- [What you need to do]
Answer these questions using the article below about Troy Armstrong's relief trip to the Bahamas.
(a) Which nonprofit organization is Armstrong deploying with?
(b) Where did he deploy in 2018, and in response to which hurricane?
(c) Whom did he meet on his plane ride to Denver?

WARRENSBURG — Troy Armstrong, Johnson County Emergency Management Agency director, is traveling to the Bahamas to help provide emergency relief to the country as it recovers from the effects Hurricane Dorian caused when it made landfall on Sept. 1.
As of Monday, Sept. 30, International Medical Corps reports almost 600 people are still missing following the hurricane.
At the time of writing, the official death toll is 56, but the number of fatalities is expected to rise as many people remain missing.
The hurricane caused an estimated $7 billion in property damage across the Bahamas.
Major challenges face recovery teams as they work to access hard-to-reach, isolated areas due to widely dispersed groups of transient and largely undocumented people that had lived there prior to the storm.
Armstrong is deploying with Heart to Heart International, a nonprofit organization based in Lenexa, Kansas, that aims to strengthen communities by improving health access, providing humanitarian development and administering worldwide crisis relief.
During his trip, Armstrong will handle logistics for both a fixed and mobile Type 1-Emergency Medical Team.
“In that role, I’m serving as a liaison at various meetings with Bahamian officials including direct contact with the Ministry of Health and their deputy chief medical officer,” Armstrong said.
Armstrong will also deal with the ingress and egress (the right to enter and exit an area, respectively) of supplies and personnel.
Additionally, as a paramedic he can assist with patient care if needed.
Armstrong is no stranger to international disaster relief as he has volunteered to assist in multiple recovery efforts in recent years.
In 2017, Armstrong deployed as part of a Disaster Medical Assistance Team in response to Hurricane Maria and served as an operations section chief for a Federal Medical Shelter in Bayamon, Puerto Rico.
In 2018, he deployed to southwest Georgia in response to Hurricane Michael as a Disaster Health Services responder with the American Red Cross.
He also assisted in coordinating the recent Johnson County Ambulance District response to the Jefferson City tornado.
“I know it sounds like a cliche, but I sincerely like helping others,” Armstrong said. “[Bahamian] residents have experienced what will most likely be the worst disaster of their lives. If our team’s presence can bring comfort and relief, that’s worth it.”
Armstrong also finds deployments such as these to provide incomparable training and experience for his positions in Johnson County.
“If I can learn from what I experience in another jurisdiction’s disaster, I can better serve the citizens of Johnson County not only in response and recovery but in mitigation in building a culture of preparedness,” Armstrong said.
Armstrong did not go long before meeting another individual interested in helping others.
On his plane ride to Denver, Colorado, he met Mike Hodges, a Marine from Kansas City who has seen two deployments in Afghanistan.
Hodges told Armstrong that once he left the service, he saw he wasn’t living the right way and turned to a Kansas City-area church for guidance.
“We began talking about my background and trip to the Bahamas. He wanted to help somehow,” Armstrong said.
Hodges told Armstrong he had an extra Bible with him and wanted Armstrong to keep it for himself or give it to someone in the Bahamas who may have lost theirs.
“I plan to take the Bible with me to the Abaco Island and provide it to the local team leader,” Armstrong said. “[Hodges] even provided his contact number and offered to provide me a ride home when I get back.”
During his time in the Bahamas, Armstrong said he hopes to better both the Bahamian disaster situation as well as himself.
“I hope to learn, grow personally and professionally and help,” Armstrong said. “These deployments are always so humbling and such an incredible experience to me.”

- [Data taken from a collection]
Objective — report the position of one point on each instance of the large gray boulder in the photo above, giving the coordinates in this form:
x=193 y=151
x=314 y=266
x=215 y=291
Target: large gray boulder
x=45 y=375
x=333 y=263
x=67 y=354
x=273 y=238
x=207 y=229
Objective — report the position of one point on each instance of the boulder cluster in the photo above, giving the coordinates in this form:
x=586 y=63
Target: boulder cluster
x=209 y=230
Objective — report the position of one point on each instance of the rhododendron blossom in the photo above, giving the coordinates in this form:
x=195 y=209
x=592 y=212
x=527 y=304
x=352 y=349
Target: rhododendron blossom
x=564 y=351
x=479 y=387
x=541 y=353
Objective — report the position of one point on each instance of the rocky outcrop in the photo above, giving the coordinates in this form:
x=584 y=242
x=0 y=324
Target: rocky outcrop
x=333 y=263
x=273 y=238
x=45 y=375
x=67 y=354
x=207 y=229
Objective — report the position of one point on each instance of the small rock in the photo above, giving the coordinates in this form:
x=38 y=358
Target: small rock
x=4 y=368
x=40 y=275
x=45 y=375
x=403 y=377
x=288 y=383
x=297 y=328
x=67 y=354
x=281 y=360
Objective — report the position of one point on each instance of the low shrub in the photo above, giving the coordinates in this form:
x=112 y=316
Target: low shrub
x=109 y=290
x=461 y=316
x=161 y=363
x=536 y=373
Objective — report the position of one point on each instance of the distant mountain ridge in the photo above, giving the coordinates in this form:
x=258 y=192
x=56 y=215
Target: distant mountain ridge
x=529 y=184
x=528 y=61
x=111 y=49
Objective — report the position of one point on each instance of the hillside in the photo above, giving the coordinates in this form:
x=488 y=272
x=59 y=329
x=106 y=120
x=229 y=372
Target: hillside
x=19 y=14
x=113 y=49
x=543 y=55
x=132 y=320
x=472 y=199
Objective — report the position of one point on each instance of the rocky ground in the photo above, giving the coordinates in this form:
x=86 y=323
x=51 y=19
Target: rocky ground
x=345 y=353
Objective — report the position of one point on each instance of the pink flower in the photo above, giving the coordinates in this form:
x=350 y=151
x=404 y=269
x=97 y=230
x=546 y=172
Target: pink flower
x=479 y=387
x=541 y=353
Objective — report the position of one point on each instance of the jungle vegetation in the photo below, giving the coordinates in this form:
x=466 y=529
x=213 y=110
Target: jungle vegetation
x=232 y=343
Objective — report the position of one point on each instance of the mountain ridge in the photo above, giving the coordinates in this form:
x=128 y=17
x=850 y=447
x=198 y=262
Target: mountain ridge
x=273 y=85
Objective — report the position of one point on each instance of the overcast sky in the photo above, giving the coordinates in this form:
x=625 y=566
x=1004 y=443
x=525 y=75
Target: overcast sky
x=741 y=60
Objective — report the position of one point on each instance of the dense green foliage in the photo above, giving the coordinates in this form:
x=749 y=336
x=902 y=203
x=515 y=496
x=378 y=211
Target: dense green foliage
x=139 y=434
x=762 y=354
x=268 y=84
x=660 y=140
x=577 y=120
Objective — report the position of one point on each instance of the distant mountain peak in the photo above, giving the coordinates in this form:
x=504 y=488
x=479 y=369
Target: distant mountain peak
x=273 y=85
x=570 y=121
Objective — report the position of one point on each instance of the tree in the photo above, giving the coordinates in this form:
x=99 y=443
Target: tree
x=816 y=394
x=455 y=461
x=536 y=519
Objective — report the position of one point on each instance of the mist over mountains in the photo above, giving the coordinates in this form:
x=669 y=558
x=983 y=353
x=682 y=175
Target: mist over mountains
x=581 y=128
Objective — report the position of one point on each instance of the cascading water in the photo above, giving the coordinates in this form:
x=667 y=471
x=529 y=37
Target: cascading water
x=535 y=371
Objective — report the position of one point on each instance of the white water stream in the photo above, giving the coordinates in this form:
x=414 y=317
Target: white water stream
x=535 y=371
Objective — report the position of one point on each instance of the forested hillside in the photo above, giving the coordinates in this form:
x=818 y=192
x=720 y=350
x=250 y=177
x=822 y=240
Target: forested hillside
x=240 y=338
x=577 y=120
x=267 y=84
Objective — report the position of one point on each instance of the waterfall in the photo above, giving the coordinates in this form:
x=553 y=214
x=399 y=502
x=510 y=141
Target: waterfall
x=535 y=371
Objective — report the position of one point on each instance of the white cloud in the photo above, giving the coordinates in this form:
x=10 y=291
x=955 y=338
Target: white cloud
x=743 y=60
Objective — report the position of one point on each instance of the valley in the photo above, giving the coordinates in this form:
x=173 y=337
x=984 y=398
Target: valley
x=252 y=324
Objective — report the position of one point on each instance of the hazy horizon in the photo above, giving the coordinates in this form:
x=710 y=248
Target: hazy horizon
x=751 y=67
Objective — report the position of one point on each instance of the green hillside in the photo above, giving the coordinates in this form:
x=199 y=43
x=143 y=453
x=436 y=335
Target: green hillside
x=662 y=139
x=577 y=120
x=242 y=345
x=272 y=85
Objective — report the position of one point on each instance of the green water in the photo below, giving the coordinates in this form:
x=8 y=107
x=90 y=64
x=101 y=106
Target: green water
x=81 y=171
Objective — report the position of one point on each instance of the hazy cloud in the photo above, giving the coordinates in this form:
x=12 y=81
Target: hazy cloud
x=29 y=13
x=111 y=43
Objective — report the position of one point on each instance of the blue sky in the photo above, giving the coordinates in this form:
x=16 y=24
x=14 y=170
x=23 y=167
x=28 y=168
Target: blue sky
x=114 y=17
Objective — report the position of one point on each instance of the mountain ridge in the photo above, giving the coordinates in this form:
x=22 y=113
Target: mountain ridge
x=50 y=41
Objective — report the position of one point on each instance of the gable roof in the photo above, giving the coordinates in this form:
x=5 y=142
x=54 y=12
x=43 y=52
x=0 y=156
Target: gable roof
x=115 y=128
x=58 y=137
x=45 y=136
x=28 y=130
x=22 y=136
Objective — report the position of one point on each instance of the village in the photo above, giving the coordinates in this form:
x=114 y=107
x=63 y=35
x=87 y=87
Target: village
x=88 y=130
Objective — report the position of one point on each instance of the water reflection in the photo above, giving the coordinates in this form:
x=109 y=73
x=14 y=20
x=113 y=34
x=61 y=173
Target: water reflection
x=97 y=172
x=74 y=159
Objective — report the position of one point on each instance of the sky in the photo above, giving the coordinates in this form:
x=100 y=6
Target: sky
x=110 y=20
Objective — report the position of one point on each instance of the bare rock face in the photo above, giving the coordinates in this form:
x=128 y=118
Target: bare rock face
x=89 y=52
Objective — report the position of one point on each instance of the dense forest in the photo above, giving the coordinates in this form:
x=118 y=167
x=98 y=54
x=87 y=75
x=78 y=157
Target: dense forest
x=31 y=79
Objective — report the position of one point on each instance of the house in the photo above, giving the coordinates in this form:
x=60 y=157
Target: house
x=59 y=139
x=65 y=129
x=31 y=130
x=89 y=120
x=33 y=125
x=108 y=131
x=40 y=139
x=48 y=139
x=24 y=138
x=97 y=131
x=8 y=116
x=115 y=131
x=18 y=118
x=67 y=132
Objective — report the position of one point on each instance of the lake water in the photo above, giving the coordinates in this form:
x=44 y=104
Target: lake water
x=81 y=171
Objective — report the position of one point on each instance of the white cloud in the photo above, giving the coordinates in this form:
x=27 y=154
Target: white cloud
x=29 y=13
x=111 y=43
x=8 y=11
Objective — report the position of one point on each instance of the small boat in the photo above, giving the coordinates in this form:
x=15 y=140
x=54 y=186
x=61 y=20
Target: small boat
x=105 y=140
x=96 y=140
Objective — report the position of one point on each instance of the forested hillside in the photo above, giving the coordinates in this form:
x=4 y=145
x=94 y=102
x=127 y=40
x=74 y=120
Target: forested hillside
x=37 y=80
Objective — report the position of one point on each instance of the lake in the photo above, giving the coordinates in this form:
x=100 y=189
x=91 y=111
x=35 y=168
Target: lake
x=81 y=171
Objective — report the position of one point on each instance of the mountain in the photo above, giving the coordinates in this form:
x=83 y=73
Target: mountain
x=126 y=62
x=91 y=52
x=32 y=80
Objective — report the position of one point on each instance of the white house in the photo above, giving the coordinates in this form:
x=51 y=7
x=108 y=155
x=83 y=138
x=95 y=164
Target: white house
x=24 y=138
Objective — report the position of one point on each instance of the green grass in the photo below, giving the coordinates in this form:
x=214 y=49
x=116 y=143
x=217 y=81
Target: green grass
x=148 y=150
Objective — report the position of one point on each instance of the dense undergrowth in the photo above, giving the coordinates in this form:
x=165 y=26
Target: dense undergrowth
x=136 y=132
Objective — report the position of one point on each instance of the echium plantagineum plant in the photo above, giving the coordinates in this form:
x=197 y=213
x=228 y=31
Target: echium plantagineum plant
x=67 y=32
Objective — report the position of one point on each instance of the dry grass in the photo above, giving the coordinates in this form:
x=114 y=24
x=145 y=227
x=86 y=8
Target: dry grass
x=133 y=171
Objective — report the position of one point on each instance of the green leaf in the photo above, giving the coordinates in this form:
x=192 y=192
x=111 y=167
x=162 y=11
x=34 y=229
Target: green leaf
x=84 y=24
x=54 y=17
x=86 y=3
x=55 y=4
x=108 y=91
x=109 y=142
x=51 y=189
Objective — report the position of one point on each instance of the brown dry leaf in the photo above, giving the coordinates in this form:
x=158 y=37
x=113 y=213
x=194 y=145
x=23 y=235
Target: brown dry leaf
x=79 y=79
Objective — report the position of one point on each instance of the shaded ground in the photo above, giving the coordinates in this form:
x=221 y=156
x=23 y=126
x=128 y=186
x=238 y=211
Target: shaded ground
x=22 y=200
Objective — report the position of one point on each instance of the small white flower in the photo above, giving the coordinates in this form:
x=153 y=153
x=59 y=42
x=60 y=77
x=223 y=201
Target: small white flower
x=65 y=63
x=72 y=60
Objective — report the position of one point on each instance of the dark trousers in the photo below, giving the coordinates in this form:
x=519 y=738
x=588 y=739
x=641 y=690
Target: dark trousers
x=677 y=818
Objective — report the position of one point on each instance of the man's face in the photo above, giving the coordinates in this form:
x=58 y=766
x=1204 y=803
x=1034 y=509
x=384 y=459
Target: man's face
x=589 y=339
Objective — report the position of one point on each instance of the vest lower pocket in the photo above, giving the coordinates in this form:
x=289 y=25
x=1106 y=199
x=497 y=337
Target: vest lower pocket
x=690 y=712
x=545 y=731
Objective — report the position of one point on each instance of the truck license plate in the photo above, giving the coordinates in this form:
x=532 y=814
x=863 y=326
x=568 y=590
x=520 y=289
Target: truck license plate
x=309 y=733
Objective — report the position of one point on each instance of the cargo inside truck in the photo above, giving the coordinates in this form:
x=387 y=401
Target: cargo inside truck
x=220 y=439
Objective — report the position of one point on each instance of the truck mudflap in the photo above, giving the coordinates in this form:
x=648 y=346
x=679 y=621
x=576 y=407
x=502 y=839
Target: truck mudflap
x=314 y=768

- [Your solution]
(a) Heart to Heart International, based in Lenexa, Kansas.
(b) Southwest Georgia, in response to Hurricane Michael.
(c) Mike Hodges, a Marine from Kansas City.